*** EXCERPTED TEXT

Trump has stated many times what an excellent judge of character he is, and has bragged about his keen ability to sniff out a liar.  And yet he put up with Sater for years.  Naturally dealmakers must encounter shady characters now and then, but a sizable investment would seem to be worth a background check.  Trump’s dealings with Sater were, apparently, not his first with a crook.  In 1993, he purchased two properties adjoining his Mar-a-Lago estate in Palm Beach at fire sale prices.  One was located on Woodbridge Drive, the other on South Ocean Boulevard in Palm Beach.  The story was originally reported by the Miami Herald.  It received little attention then, and has received none since.  According to Jeffrey Paine, a West Palm Beach attorney who represented the sellers of one of the properties, the sale was consummated in a “complicated transaction” involving a French group called L & V Investments.  The Herald mistakenly identified that property as the one on Woodbridge Drive; records from the Palm Beach County Property Appraiser’s site show it was the other, at 1094 South Ocean Boulevard.  Trump acquired the property on November 2, 1993.

The warranty deed was signed by Leslie Greyling as president of L & V.  The article noted that Greyling was a “South African investor,” and went on to quote a Palm Beach realtor as saying Trump was “involved with a ‘South African company’ in some deals.”  The realtor did not further elaborate.

Leslie Greyling is not an “investor”; he’s a career con artist.  A native South African, he moved to Florida with his wife and son in the 1980s, and almost immediately got into trouble.  In 1990 he was sued by the SEC for his role in a penny stock scam involving a company called American British Enterprises, Inc.; the following year he agreed to a judgment without admitting or denying the allegations of the complaint.  Within the next few years, he served three different jail terms for fraud and immigration offenses.  Apparently, incapable of going straight, in 1996 he was charged with seven counts of money laundering, conspiracy and fraud, for which he could have served a maximum term of 110 years in prison.  Astonishingly, his trial resulted in a hung jury.  He pled guilty to lesser charges, spent a year in jail, and was deported to the United Kingdom.  Up until his deportation, he continued to run penny scams, using his wife as his nominee.

In 2000, just three months after the indictments in the Gambino-Bonanno case in which Sater had played a role were handed down, Greyling was named as a defendant in a very similar mob-related penny stock manipulation prosecution.  This scam was in large part built around a worthless penny stock shell company known as E-Pawn.com which was ensnarled in a sting by the Federal Bureau of investigation. According to the Justice Department 120 individuals were charged. Though the arrests were part of efforts to wipeout the “Mob on Wall Street”, only 11 who were identified as members and associates of five organized crime families were charged.  His apparent chronic good luck served him once again:  the British refused to extradite him on the grounds that his crime wasn’t important enough to warrant it, in their opinion.  He repaid their kindness by spending the next half-decade and more ripping off investors in the U.K.  More recently, he’s been involved in highly questionable projects in Africa, Australia, and Southeast Asia.

******
*** SUPPLIED DATA

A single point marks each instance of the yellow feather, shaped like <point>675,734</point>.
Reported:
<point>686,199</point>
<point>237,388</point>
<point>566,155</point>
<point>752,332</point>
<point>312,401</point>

******

LIST OF TASKS
(a) Name the charges Leslie Greyling faced in 1996, according to the Greyling excerpt.
(b) Using the Greyling excerpt, answer each question:
(i) On what date did Trump acquire the property at 1094 South Ocean Boulevard?
(ii) Who signed the warranty deed as president of L & V Investments?
(iii) According to the Justice Department, how many individuals were charged in the E-Pawn.com case?

TASK-BY-TASK SOLUTIONS
(a) Money laundering, conspiracy, and fraud.

(b)
(i) November 2, 1993
(ii) Leslie Greyling
(iii) 120